PC Jr | Everygamegoing

Personal Computer News


Published in Personal Computer News #064

Kenn Garroch swings with IBM's newcomer to the jungle.

Baby Blue

Kenn Garroch swings with IBM's newcomer to the jungle

The PC jr or Peanut is IBM's bid to win a place in the home micro market. Since they have done so well in the business area this, at first sight, seems like a good idea, though at a cost of around £1,200 it will probably be rather too expensive for a home micro.

The PC jr comes in the usual two pieces of the keyboard, with its infra-red connection, and the brainbox containing the processor, memory, disk drive, cartridge slots and so on. This box measures about 18" x 4" x 18" - quite a bit smaller than that used on the IBM PC sr - and is distinguished by the two cartridge slots under the disk drive. Also quite light, it has a cooling fan which is pretty quiet and soon becomes unnoticeable, even in a quiet room.

On switching on, the colour monitor comes up with the famous Big Blue logo and a test pattern across the screen showing all the colours available. The review machine had 128K of RAM and, as the machine did its memory check, this could be seen ticking away at the bottom of the screen.

Most of the boot-up options are similar to those for the IBM PC but some are a little different. If no disk or cartridges are inserted, the system boots up into the onboard ROM Basic. As with the larger PC, this system has the nasty habit of trying to access the disk before deciding there is nothing in the drive and running Basic. The version of the language in the ROM is cut down compared to the version available from the cartridge and appears to be identical to the one on PC sr, probably due to them both having the same ROMs.

If, before booting up the machine, a PCDOS system disk is inserted into the machine, the junior boots up into PCDOS 2.10. This allows the machine to run virtually all the software available that will run in 128K for this operating system. It will run Wordstar but, unfortunately, won't run the IBM Microsoft Flight Simulator, though it may well be possible for Microsoft to remedy this. The PCDOS operates in exactly the same way as on the large PC, with access to all the standard commands and features.


There are two main storage media available on the PC jr: cassette and disk. The disk is actually an upgrade and the smaller machines run purely on cassettes and cartridges. The single disk drive gives 180K of storage which, according to the DSKCHK routine, is actually 179712 bytes. When running Basic programs this is quite adequate. But if the system is to be used under PCDOS it could turn out to be pretty limiting. When all the system files have been put onto the disk only 23552 bytes are available for use. Using Wordstar, that's around 3,000 words if they're short ones.

The disk access times appear to be similar to the PC sr. When it is grinding away, the system ignores typing ahead but, strangely enough, gives out little beeps indicating that the keyboard is being monitored but the characters are not being stored in a buffer.

The amount of RAM available for use is 114688 bytes and will vary a little with the type of screen display usd, leaving as little as 81920 bytes for programs - quite a lot for a home machine.

Directions for this task >>
Answer these from the PC jr review above:
1. What price does the review give for the PC jr?
2. Which version of PCDOS does the machine boot into when a system disk is inserted?
3. According to the DSKCHK routine, how many bytes does the single disk drive actually hold?

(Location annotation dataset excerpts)
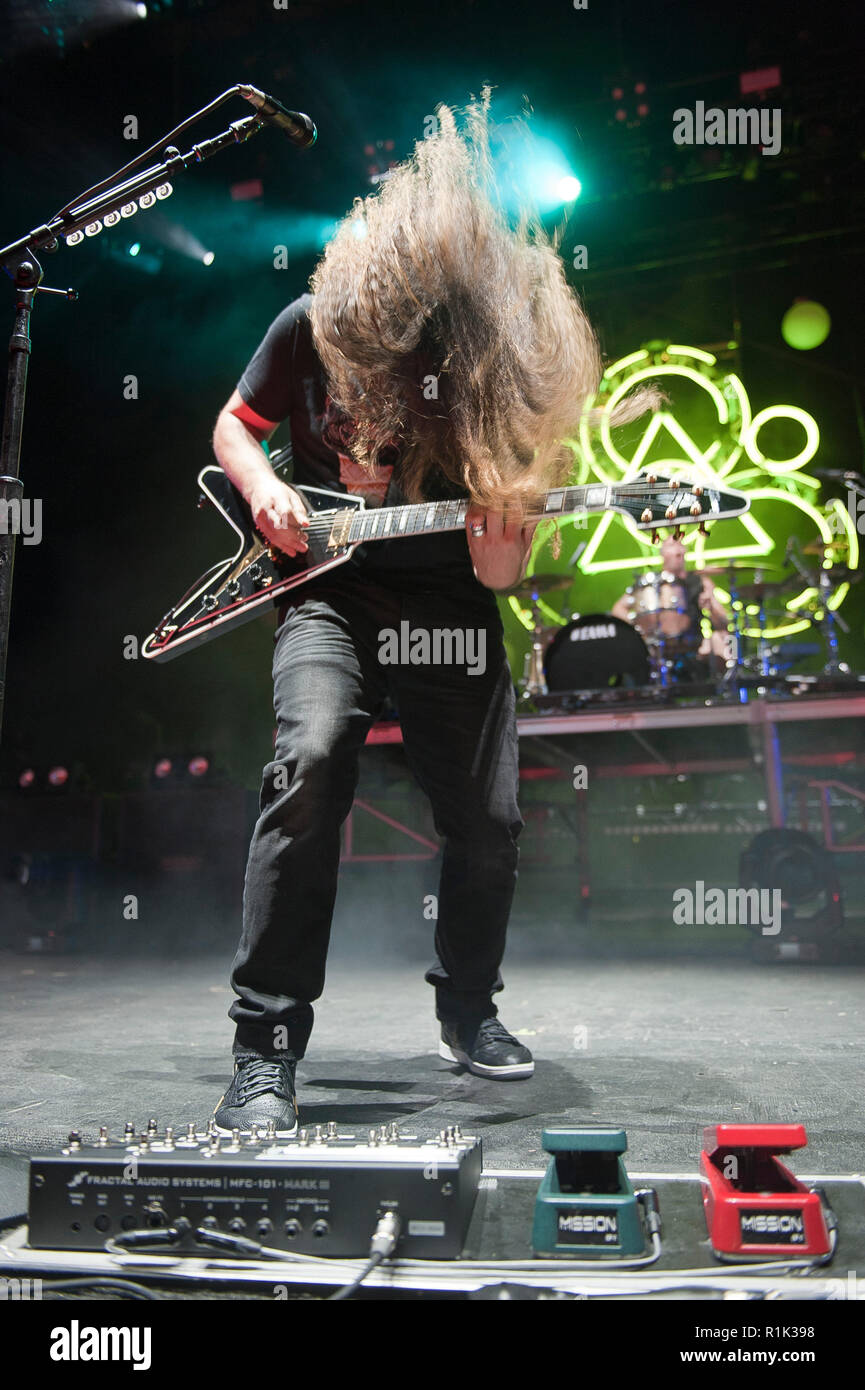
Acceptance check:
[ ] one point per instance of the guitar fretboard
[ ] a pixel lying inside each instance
(427, 517)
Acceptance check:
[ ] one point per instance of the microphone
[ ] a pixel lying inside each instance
(299, 128)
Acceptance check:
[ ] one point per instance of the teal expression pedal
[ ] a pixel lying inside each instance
(586, 1204)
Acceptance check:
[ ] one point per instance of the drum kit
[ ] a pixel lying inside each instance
(661, 648)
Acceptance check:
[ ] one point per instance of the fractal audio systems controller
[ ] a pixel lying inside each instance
(320, 1193)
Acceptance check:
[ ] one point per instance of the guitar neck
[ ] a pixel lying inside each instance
(429, 517)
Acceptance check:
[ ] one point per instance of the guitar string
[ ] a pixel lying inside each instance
(634, 491)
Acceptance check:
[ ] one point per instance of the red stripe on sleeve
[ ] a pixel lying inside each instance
(249, 417)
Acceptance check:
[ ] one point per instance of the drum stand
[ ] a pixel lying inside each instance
(534, 680)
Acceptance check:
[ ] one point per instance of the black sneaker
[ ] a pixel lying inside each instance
(487, 1048)
(262, 1090)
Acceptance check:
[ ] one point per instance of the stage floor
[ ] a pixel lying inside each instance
(657, 1047)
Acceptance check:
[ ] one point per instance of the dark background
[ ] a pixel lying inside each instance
(694, 245)
(683, 242)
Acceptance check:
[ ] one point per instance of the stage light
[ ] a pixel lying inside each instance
(554, 184)
(569, 188)
(805, 324)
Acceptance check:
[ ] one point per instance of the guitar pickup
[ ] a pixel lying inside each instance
(340, 530)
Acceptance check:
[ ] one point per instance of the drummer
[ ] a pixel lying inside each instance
(700, 598)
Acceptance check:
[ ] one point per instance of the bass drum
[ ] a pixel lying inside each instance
(595, 651)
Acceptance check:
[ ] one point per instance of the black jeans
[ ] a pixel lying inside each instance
(459, 738)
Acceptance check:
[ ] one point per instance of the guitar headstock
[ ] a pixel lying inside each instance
(654, 499)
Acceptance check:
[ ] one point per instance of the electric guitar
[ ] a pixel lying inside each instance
(244, 585)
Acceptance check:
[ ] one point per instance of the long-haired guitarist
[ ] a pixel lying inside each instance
(441, 355)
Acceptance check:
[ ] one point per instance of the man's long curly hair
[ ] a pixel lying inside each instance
(447, 328)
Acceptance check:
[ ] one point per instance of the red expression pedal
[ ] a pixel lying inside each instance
(754, 1205)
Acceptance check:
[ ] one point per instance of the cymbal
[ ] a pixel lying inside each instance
(821, 546)
(751, 592)
(739, 565)
(540, 584)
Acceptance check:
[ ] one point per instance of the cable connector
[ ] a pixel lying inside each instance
(387, 1235)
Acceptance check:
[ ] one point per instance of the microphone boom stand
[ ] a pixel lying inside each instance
(20, 262)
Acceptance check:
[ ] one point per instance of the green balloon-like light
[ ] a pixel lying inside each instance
(805, 324)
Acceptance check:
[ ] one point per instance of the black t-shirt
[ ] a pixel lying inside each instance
(285, 381)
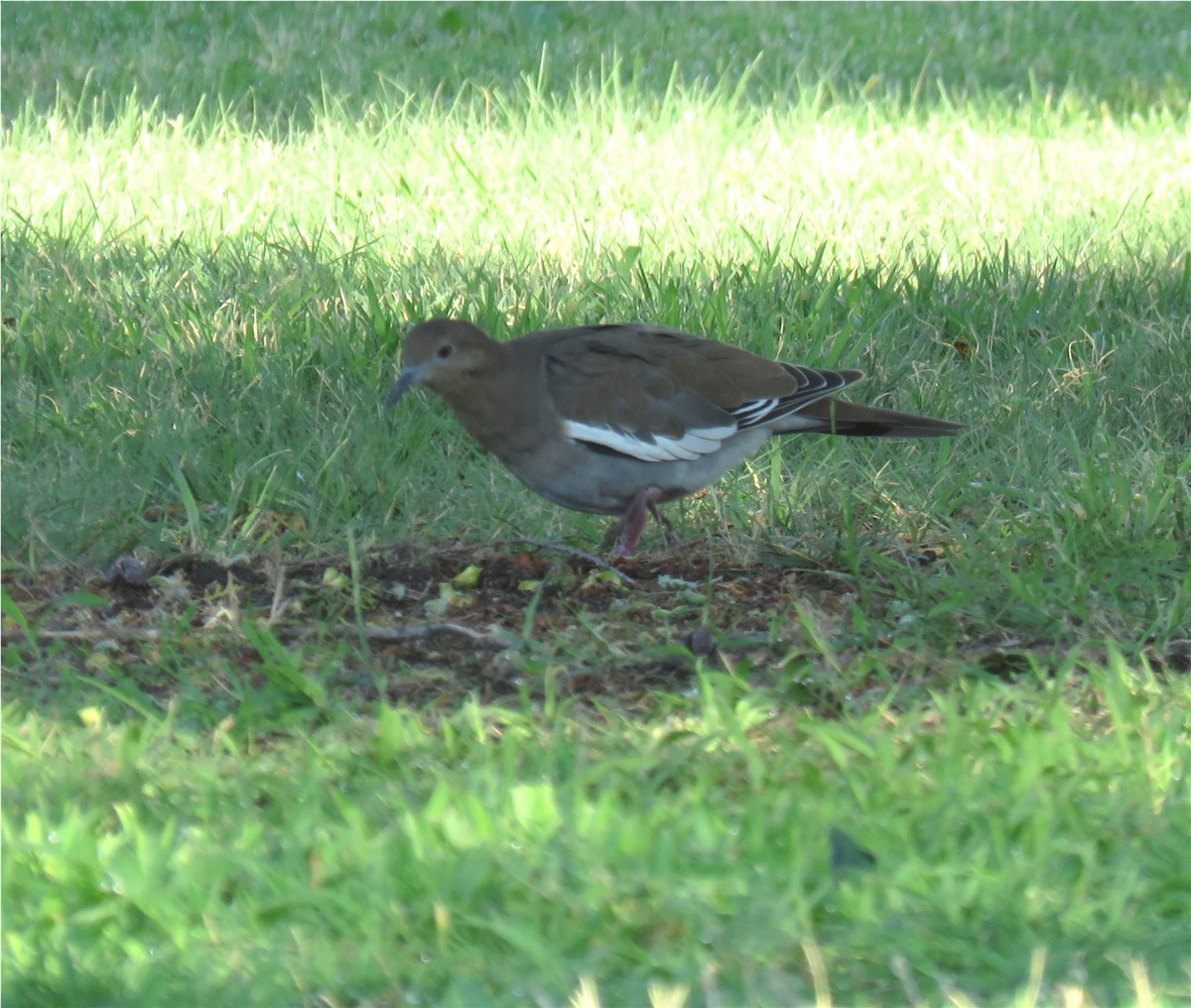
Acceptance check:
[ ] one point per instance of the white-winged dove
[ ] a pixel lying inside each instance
(616, 419)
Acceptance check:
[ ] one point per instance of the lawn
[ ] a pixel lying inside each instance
(308, 701)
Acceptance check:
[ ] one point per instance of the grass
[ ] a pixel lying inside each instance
(218, 222)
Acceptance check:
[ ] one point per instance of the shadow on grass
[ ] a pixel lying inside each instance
(281, 64)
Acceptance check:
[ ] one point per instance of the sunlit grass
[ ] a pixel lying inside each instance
(218, 224)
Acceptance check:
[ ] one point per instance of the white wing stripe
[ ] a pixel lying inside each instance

Complete output >>
1. Around £1,200.
2. PCDOS 2.10.
3. 179712 bytes.